:: AIM OF THE EXERCISE ::
Using the data beneath this instruction, retype only the lines from the one that contains "peak. Write the coordinates, one line per instance." down to the one that contains "tree. Write the coordinates, one line per instance.", both included, exactly as they appear.

··· EXERCISE INPUTS ···

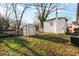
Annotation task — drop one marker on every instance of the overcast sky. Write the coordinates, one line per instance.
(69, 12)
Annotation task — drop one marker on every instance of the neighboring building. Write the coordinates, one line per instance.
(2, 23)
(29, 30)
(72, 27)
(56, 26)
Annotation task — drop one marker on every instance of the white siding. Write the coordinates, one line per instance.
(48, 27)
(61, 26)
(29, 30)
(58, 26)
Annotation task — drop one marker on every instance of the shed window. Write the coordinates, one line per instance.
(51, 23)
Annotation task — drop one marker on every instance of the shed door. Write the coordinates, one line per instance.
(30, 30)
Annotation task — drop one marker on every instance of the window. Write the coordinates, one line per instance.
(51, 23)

···
··· EXERCISE INPUTS ···

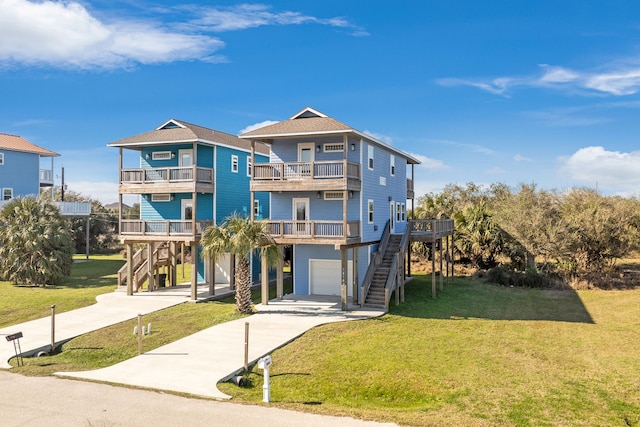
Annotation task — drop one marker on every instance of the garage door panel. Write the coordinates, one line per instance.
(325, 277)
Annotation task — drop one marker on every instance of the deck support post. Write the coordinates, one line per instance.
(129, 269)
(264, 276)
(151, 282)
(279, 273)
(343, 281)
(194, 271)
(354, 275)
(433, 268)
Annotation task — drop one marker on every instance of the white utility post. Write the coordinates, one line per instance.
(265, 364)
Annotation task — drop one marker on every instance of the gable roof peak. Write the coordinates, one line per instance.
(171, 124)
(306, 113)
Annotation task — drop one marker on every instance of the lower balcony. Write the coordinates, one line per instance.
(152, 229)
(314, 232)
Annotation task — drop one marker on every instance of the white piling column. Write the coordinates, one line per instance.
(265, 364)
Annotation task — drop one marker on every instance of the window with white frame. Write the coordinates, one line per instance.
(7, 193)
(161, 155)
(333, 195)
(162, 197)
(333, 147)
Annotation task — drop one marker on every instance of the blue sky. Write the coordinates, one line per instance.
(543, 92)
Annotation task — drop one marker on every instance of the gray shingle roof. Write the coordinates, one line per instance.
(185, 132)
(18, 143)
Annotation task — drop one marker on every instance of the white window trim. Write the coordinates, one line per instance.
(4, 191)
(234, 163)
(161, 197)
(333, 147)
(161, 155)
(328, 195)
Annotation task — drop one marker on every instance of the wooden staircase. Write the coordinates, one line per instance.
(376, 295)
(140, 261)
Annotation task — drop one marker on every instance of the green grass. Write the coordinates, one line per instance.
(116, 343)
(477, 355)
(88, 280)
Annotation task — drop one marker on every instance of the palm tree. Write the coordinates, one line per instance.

···

:: TASK SOLUTION ::
Annotation task — drop one marker on every instance of the gable roof peak. Write the coordinates, one line per instance.
(171, 124)
(306, 113)
Annotation task — drop one marker on every instance of the lower balcony. Write the coordinates, one line per instance.
(152, 229)
(314, 232)
Annotation task — drop one marker on every instance of the white piling column. Write the coordinates, one line per instance.
(265, 364)
Annotation task — drop one marker on every instance of the window with white frame. Write the coordinates, one line per instance.
(7, 193)
(161, 155)
(333, 195)
(162, 197)
(333, 147)
Annotation task — drop one marker on every instance of the blue sky. Write the coordinates, one line per instance.
(543, 92)
Annotation task — drop one marker on every instance of the gray shingle roof. Write the coordinates, one line per instance.
(185, 132)
(18, 143)
Annotation task — drop one marker on every instance of the white window trim. Write the coordinates, one line per instance.
(4, 191)
(234, 163)
(161, 197)
(333, 147)
(161, 155)
(328, 195)
Annotation task — drop one marker on every instance of the wooden staircase. Write the coordinates, one line per instance.
(376, 295)
(140, 261)
Annotation task — drop one marker on every instance of the green grass. Write the coordinates, one line per instance.
(116, 343)
(477, 355)
(88, 280)
Annotation task — drop one marker on every instance of the palm tree. Write the coordinates, one line per instance.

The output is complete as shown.